WHAT TO PRODUCE — The string "plant" may appear in lines of the data; report how many lines contain it, with no other output.

RECORDS TO USE —

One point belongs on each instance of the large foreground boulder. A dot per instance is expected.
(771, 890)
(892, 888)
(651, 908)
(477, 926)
* * *
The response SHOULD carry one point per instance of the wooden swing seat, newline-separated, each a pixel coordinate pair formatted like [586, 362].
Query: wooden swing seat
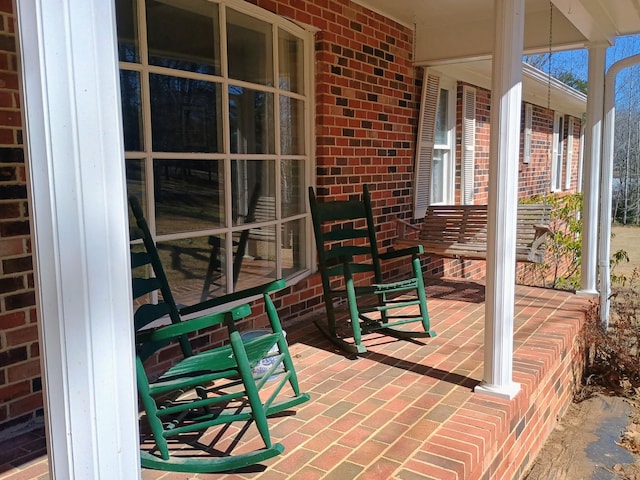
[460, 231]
---
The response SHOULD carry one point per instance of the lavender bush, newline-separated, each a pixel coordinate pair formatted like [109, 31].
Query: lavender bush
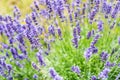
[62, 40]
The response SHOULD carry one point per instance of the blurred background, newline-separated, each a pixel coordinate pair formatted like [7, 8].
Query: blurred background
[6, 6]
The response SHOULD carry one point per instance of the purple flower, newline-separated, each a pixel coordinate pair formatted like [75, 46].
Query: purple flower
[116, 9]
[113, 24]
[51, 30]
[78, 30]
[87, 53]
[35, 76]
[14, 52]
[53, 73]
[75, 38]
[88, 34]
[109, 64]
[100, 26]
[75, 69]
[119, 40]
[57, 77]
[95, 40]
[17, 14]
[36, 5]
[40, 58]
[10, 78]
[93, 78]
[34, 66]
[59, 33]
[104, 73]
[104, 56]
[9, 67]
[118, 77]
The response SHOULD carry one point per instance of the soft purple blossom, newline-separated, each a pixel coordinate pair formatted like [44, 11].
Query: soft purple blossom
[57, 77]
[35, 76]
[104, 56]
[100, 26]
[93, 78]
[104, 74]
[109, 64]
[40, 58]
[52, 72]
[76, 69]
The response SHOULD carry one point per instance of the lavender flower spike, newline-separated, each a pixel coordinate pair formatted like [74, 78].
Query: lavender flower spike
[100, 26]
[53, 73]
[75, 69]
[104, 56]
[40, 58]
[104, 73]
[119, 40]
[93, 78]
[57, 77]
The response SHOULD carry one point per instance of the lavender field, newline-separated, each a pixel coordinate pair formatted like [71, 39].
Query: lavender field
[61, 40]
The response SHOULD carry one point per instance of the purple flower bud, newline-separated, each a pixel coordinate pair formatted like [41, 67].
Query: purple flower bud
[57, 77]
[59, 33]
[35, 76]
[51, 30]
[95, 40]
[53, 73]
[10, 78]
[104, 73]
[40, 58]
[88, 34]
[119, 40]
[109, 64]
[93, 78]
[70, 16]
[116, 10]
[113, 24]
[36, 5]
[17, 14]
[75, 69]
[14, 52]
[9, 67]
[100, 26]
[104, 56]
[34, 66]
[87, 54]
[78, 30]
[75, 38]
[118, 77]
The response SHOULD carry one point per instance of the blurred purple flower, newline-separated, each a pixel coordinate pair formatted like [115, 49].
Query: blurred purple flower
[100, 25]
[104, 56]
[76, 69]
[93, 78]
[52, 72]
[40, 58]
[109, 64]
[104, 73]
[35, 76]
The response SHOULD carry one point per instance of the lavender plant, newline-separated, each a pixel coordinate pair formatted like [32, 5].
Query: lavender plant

OUTPUT — 2